Start
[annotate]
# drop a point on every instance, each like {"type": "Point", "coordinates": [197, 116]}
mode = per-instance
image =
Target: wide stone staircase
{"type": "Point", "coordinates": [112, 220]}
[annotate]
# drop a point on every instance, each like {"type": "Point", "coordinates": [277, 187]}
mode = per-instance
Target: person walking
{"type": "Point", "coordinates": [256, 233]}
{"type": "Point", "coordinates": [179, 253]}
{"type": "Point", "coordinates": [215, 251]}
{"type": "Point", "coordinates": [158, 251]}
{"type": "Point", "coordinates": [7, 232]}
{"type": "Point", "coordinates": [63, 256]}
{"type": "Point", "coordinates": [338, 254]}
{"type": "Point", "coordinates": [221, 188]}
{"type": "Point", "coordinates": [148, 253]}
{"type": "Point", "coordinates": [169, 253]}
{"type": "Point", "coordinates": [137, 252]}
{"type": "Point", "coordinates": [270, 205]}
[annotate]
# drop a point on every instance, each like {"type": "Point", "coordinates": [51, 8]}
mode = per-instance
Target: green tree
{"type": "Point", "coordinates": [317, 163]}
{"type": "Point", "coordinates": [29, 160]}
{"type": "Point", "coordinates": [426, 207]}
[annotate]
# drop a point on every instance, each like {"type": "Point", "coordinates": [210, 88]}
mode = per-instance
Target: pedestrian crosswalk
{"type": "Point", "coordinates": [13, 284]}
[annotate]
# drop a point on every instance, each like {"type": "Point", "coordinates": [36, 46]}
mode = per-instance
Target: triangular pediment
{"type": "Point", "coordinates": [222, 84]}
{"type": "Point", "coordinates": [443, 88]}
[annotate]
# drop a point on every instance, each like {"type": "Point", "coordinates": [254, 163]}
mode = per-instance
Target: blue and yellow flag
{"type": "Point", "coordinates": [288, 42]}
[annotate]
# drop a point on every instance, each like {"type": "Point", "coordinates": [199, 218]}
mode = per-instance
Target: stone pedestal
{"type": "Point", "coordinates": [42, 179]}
End
Requirement -> Reproduce every entry shown above, precisely as it stands.

Exercise response ->
[annotate]
# drop a point on every instance, each like {"type": "Point", "coordinates": [197, 116]}
mode = per-instance
image =
Target: wide stone staircase
{"type": "Point", "coordinates": [112, 220]}
[annotate]
# drop a point on every instance, each like {"type": "Point", "coordinates": [277, 187]}
mode = per-instance
Target: person walking
{"type": "Point", "coordinates": [256, 233]}
{"type": "Point", "coordinates": [179, 253]}
{"type": "Point", "coordinates": [215, 251]}
{"type": "Point", "coordinates": [158, 251]}
{"type": "Point", "coordinates": [7, 232]}
{"type": "Point", "coordinates": [63, 256]}
{"type": "Point", "coordinates": [338, 254]}
{"type": "Point", "coordinates": [221, 188]}
{"type": "Point", "coordinates": [148, 253]}
{"type": "Point", "coordinates": [169, 253]}
{"type": "Point", "coordinates": [137, 252]}
{"type": "Point", "coordinates": [270, 205]}
[annotate]
# drop a point on every instance, each like {"type": "Point", "coordinates": [51, 8]}
mode = per-instance
Target: green tree
{"type": "Point", "coordinates": [317, 163]}
{"type": "Point", "coordinates": [29, 160]}
{"type": "Point", "coordinates": [426, 207]}
[annotate]
# drop a point on every instance, each like {"type": "Point", "coordinates": [210, 88]}
mode = per-instance
Target: pedestrian crosswalk
{"type": "Point", "coordinates": [13, 284]}
[annotate]
# drop a point on every instance, each like {"type": "Point", "coordinates": [36, 46]}
mode = per-instance
Target: triangular pediment
{"type": "Point", "coordinates": [222, 84]}
{"type": "Point", "coordinates": [443, 88]}
[annotate]
# drop a point on every instance, each like {"type": "Point", "coordinates": [254, 163]}
mode = per-instance
Target: blue and yellow flag
{"type": "Point", "coordinates": [288, 42]}
[annotate]
# drop a point on every instance, each like {"type": "Point", "coordinates": [199, 218]}
mode = per-instance
Target: stone pedestal
{"type": "Point", "coordinates": [42, 179]}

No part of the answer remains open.